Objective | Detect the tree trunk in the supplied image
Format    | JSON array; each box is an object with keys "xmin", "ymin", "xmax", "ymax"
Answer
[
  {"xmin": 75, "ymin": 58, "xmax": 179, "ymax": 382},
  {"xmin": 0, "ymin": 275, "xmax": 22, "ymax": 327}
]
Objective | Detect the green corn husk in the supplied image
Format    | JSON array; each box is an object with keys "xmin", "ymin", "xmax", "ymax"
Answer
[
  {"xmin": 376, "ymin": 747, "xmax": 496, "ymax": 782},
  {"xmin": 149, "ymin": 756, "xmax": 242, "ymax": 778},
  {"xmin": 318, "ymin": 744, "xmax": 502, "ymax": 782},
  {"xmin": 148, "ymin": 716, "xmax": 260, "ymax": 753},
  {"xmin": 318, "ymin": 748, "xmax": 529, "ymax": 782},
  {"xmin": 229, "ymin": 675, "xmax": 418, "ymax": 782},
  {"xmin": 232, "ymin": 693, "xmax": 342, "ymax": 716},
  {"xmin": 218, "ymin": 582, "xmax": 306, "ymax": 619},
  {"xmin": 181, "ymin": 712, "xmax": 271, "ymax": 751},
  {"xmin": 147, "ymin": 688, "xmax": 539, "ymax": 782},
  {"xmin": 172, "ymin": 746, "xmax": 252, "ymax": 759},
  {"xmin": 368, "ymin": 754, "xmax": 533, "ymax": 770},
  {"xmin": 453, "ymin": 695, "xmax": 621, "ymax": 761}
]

Work request: Every line of the material that includes the word "supplied" needs to be copied.

Output of the exercise:
Objective | Detect the tree trunk in the supplied image
Objective | Detect the green corn husk in the supplied image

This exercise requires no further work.